----- Source records

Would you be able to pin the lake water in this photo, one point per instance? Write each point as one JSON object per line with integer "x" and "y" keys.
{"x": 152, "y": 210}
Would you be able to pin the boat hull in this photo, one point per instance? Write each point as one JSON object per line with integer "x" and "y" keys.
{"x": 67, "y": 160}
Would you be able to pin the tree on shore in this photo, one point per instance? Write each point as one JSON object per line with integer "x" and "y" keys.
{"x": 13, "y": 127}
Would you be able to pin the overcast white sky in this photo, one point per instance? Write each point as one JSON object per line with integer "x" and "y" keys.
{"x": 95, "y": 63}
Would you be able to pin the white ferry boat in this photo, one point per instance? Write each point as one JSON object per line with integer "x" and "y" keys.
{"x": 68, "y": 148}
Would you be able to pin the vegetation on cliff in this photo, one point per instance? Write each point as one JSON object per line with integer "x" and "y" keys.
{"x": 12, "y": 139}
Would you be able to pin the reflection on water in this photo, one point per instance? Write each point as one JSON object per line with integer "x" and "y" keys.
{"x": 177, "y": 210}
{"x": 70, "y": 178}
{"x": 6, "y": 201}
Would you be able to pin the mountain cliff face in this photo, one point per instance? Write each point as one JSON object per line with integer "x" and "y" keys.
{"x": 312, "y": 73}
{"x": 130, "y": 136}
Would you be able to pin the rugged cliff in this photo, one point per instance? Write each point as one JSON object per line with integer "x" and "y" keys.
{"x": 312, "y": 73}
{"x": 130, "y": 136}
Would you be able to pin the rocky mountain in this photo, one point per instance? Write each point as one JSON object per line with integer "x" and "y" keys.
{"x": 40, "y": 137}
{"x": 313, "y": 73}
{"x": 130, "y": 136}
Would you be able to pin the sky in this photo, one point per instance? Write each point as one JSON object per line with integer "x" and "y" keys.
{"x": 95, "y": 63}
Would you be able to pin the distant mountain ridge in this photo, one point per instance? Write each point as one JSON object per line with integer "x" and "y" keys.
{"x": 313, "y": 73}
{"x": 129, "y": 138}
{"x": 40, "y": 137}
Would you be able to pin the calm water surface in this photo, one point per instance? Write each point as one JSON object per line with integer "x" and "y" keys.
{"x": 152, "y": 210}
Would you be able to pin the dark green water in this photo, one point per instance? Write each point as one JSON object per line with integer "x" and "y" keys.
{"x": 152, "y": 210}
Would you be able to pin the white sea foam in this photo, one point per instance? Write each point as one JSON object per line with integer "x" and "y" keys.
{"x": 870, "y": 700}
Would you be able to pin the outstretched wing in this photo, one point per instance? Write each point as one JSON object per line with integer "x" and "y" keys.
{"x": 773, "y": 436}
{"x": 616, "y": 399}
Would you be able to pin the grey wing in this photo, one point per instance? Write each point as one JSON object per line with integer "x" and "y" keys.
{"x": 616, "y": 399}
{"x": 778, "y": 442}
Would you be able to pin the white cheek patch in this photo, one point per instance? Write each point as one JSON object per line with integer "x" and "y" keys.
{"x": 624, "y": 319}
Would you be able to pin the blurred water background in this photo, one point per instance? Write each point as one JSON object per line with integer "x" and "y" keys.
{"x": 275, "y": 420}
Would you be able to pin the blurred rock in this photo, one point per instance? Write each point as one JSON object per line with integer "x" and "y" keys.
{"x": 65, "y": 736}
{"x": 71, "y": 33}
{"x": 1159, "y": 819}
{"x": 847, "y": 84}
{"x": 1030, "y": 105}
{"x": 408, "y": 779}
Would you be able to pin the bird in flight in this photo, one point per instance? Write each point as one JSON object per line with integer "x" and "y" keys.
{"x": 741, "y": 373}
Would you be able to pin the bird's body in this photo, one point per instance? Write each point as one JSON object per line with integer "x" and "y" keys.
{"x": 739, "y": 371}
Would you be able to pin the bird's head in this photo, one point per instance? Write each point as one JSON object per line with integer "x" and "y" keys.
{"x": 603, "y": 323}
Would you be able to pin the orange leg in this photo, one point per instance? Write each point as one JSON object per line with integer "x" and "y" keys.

----------

* **Work task**
Exactly as they stand above, write out the entries.

* **The answer**
Would you be able to pin the lake water in this photo, one point per instance? Write each point as one JSON object per line with integer "x" and "y" keys.
{"x": 152, "y": 210}
Would you be able to pin the boat hull in this photo, one point per instance? Write each point as one JSON object per line with integer "x" and "y" keys.
{"x": 67, "y": 160}
Would you be able to pin the tree on shore in this photo, one point per instance? Write each point as one JSON object per line with integer "x" and "y" keys.
{"x": 13, "y": 127}
Would you be able to pin the overcast white sky in this photo, one point per instance? Write each point as one JSON object per line with integer "x" and "y" keys.
{"x": 95, "y": 63}
Would you be able to pin the white ferry boat in this photo, one point per instance? Write each point as one JSON object per line with integer "x" and "y" keys.
{"x": 68, "y": 148}
Would you be able to pin the vegetation on cliff in this photo, one point per instance? Write each point as one JSON object per line with integer "x" and "y" keys.
{"x": 12, "y": 139}
Would you be able to pin the reflection on water in this photo, one point per instance? Write each point as one JSON object per line with integer "x" and "y" keys.
{"x": 177, "y": 210}
{"x": 70, "y": 178}
{"x": 6, "y": 201}
Would you be able to pin the mountain cliff face in this photo, one point per instance? Write each point as one JSON object per line with integer "x" and "y" keys.
{"x": 312, "y": 73}
{"x": 130, "y": 136}
Would you be able to pin the rugged cliff in this photo, one point per instance? Write each point as one JSON object per line with integer "x" and "y" keys.
{"x": 312, "y": 73}
{"x": 130, "y": 136}
Would you be able to pin the rocky mountain in this photo, one point per instance? Write each point as one JSON object per line with integer "x" and "y" keys.
{"x": 40, "y": 137}
{"x": 313, "y": 73}
{"x": 130, "y": 136}
Would you be able to pin the sky in this photo, one point per instance? Write each point as one JSON object per line with integer "x" and "y" keys.
{"x": 95, "y": 63}
Would you be able to pin the distant mountain ridge in this photo, one point per instance? Write each point as one JSON object per line with integer "x" and "y" keys.
{"x": 313, "y": 73}
{"x": 129, "y": 138}
{"x": 40, "y": 137}
Would you be able to pin the calm water surface in this photo, one point per instance? Write each point as one JSON object per line with integer "x" and "y" keys.
{"x": 152, "y": 210}
Would you be able to pin the dark green water in this photo, one point per instance? Write each point as one JSON object per line with integer "x" and "y" keys.
{"x": 152, "y": 210}
Would you be able to pin the white sea foam in this photo, one point per instance? Write each point as one JSON object per line with integer "x" and "y" keys.
{"x": 870, "y": 700}
Would you be able to pin the outstretched wing in this photo, one point per instance? Write each point as one JSON object per line with integer "x" and "y" keys.
{"x": 773, "y": 436}
{"x": 616, "y": 399}
Would you be able to pin the grey wing in this photo, one point per instance? Write each point as one JSON object per line with integer "x" and "y" keys.
{"x": 616, "y": 399}
{"x": 778, "y": 442}
Would you be able to pin the white cheek patch in this photo, one point per instance? Write each point as one JSON object per line with integer "x" and "y" keys.
{"x": 624, "y": 319}
Would you be able to pin the blurred water background in this photo, one point per instance? Write each point as one JSON object per line with integer "x" and "y" keys.
{"x": 275, "y": 420}
Would you be able to pin the blurred rock in this photo, one point per instance? Write each point as one JSON object per line with integer "x" and "y" keys.
{"x": 65, "y": 736}
{"x": 71, "y": 33}
{"x": 1159, "y": 819}
{"x": 847, "y": 84}
{"x": 1030, "y": 105}
{"x": 408, "y": 779}
Would you be able to pin the bird in flight in this photo, one point per instance? Write each point as one JSON object per line with integer "x" and "y" keys.
{"x": 741, "y": 373}
Would you be able to pin the bird's body in this photo, one point per instance? Write each point as one JSON object per line with integer "x" and "y" keys.
{"x": 739, "y": 371}
Would you be able to pin the bird's head in this photo, one point per instance? Write each point as one JSON object per line with integer "x" and "y" keys.
{"x": 603, "y": 323}
Would you be able to pin the orange leg in this photo, one point per instance? Write each point as one JSON object per line with integer "x" and "y" keys.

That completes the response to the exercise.